- À FAIRE -
[1] Dans le texte sur la mortalité des jeunes enfants, recopiez le passage qui va de « Nous concluons de » jusqu'à « prévalence du VIH. » inclus, en remplaçant « VIH » par « VIH-1 ».
[2] Selon le texte sur la mortalité des jeunes enfants, de combien faut-il corriger à la hausse l'estimation classique pour chaque 10 points de pourcentage de prévalence du VIH ?

- TEXTE FOURNI -
---*---

Mutemaringa (2010) a comparé les estimations indirectes tirées des EDS au Zimbabwe, au Kenya, au Lesotho, au Malawi, en Namibie et en Zambie aux estimations directes dans les mêmes enquêtes. L’auteur confirme que le biais provient avant tout de la corrélation des chances de survies entre mères et enfants. Le biais dans l’estimation fondée sur les déclarations des femmes de 25-29 ans est inférieur à 5 % dans trois cas sur six ; mais il dépasse 20 % au Zimbabwe et en Namibie. Le biais dans les estimations résultant des déclarations des femmes de 30-34 et 35-39 ans dépasse généralement 20 %, voire 30 % au Kenya et en Namibie.
Nous concluons de ces analyses que les estimations de la mortalité des jeunes enfants tirées des déclarations de femmes de 25-29 ans concernant leurs enfants déjà nés et survivants ne seront pas fortement affectées même par une épidémie généralisée de VIH. D’après le schéma du biais en fonction de la prévalence du VIH obtenu par Ward et Zaba (2008), l’estimation de la mortalité des jeunes enfants obtenue par une analyse classique d’une histoire génésique résumée devrait être corrigée à la hausse de trois points pour 1000 pour chaque 10 points de pourcentage de prévalence du VIH.

---*---

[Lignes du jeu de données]
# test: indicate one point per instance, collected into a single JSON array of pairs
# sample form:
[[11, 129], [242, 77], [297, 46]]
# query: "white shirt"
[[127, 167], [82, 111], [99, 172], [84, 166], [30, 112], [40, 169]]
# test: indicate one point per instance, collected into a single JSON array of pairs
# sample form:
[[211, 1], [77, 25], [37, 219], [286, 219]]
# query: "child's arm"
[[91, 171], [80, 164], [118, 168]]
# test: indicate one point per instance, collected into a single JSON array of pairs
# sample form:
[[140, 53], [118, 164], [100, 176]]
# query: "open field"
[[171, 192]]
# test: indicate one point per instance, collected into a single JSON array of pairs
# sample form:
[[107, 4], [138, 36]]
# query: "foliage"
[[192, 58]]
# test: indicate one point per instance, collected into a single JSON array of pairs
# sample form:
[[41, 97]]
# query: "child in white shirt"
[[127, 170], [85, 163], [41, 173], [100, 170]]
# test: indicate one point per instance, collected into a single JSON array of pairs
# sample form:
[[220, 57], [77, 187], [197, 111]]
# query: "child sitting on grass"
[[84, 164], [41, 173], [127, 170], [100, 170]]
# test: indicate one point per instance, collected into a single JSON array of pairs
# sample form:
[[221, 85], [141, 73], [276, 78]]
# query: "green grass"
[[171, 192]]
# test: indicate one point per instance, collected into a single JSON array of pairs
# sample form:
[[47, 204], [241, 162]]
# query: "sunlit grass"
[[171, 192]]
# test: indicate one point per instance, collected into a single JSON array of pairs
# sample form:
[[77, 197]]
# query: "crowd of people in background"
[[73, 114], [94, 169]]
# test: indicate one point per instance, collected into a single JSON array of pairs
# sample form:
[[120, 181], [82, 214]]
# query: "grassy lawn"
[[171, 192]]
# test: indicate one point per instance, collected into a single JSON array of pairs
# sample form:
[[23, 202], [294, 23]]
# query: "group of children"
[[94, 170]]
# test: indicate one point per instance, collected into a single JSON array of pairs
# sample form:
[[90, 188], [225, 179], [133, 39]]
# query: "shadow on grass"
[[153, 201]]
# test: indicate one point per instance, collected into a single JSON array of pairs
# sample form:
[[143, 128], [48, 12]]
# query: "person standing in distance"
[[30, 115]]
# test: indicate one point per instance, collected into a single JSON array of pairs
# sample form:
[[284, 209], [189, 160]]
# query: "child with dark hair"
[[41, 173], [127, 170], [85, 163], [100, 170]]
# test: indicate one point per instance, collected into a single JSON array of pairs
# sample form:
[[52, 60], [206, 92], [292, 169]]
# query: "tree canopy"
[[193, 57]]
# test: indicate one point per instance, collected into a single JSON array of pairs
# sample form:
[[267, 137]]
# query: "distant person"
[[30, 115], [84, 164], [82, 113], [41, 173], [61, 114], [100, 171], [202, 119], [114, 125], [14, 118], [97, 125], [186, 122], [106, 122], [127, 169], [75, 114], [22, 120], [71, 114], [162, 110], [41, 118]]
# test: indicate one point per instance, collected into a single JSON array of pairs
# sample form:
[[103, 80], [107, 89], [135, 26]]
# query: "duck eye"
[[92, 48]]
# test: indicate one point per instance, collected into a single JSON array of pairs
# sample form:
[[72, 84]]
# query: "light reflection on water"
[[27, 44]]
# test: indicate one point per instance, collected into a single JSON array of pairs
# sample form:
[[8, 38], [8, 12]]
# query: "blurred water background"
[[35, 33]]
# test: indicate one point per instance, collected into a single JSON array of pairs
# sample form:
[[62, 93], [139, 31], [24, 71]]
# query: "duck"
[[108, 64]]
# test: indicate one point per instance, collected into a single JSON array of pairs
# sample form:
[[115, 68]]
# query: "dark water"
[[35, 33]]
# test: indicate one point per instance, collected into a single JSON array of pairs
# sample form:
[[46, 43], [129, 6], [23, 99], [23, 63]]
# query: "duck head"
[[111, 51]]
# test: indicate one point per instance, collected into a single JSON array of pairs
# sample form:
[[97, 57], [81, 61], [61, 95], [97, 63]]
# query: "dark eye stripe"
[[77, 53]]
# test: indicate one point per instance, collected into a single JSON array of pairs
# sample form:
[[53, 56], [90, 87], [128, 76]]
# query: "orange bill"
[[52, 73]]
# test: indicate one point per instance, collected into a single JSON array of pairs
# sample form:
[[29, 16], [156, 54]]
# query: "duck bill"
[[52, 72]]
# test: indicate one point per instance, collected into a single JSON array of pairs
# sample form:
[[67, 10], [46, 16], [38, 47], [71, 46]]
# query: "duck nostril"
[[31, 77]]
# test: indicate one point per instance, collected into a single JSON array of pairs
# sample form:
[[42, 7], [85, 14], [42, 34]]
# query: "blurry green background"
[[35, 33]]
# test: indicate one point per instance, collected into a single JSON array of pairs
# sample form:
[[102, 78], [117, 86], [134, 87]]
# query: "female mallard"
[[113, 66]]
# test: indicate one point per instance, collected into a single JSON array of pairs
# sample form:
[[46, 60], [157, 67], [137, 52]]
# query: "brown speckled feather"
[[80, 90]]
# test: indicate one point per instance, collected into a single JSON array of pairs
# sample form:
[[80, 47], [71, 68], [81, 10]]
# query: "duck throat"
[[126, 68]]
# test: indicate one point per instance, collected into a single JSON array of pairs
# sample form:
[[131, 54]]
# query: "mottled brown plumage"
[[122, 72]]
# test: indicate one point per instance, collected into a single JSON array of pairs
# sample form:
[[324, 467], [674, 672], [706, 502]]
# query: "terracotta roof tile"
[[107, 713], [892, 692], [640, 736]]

---*---

- RÉPONSES DANS L'ORDRE -
[1]
Nous concluons de ces analyses que les estimations de la mortalité des jeunes enfants tirées des déclarations de femmes de 25-29 ans concernant leurs enfants déjà nés et survivants ne seront pas fortement affectées même par une épidémie généralisée de VIH-1. D’après le schéma du biais en fonction de la prévalence du VIH-1 obtenu par Ward et Zaba (2008), l’estimation de la mortalité des jeunes enfants obtenue par une analyse classique d’une histoire génésique résumée devrait être corrigée à la hausse de trois points pour 1000 pour chaque 10 points de pourcentage de prévalence du VIH-1.

[2] De trois points pour 1000.